WORK REQUIRED » Carry the passage on how economists of the 1950s and 1960s treated development further, picking up after its final sentence.

Let's not forget that the 50s and 60s were a period during which math
was emerging as the language of economics and also in which the
proliferation of sub-fields was occurring.
Development, to the mathematicians, became growth and its future in the
economics profession was largely dictated by the requirement that growth
theories be represented mathematically.
Development to the proliferators became stage theories and expressions
of claims that traditional economic principles could not be applied to
the "underdeveloped" economies. The particular "cultural," "social" and
"historical" characteristics of each potentially developing society had
to be accounted for.
It took many years for the more traditional economists to recognize that
math was an inappropriate way to describe the prerequisites for growth
and that claims of historical particularlism were mainly manifestations
of the elitism that characterized the progressive movement that gave
birth to this idea.

RECORD SET »
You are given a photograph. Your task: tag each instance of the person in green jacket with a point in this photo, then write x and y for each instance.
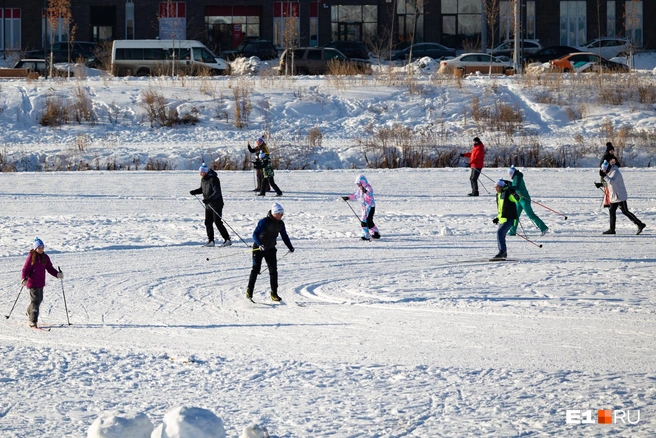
(524, 203)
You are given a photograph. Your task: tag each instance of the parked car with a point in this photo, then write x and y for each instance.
(39, 66)
(550, 53)
(420, 50)
(587, 62)
(478, 61)
(351, 49)
(606, 47)
(60, 52)
(507, 48)
(318, 61)
(265, 50)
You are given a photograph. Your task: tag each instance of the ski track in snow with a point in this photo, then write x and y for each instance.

OUTPUT OF THE EXERCISE »
I refer especially to the work of Peter Bauer and Hernando de Soto but
also to the wealth of empirical data, including the studies of
comparable societies that were violently separated, like Korea and China
vs. Taiwan.
On 2/9/2011 9:39 AM, Tony Brewer wrote:
> The key to the emergence of development economics, split off from the
> economics of developed countries, in the 1950s or thereabouts is
> surely the collapse of empires and the creation of very many new,
> poor, underdeveloped countries, hence a demand for policy advice,
> training, etc.
>
> The ideological function of the division between developed and
> underdeveloped countries was in part to differentiate the product of
> the development economists who could claim that underdeveloped
> countries were different and hence needed the services of the
> new-fangled development economists and not the old-style mainstream
> economists. Also it served to allow them to advocate central planning
> and the like, which would not have been acceptable in developed
> countries (or, specifically, the USA). (This paragraph is a bit
> flippant - there is a lot of interest to be said about development
> economics as a phenomenon of decolonization, but no space to say it
> here.)
>
> Tony Brewer ([log in to unmask])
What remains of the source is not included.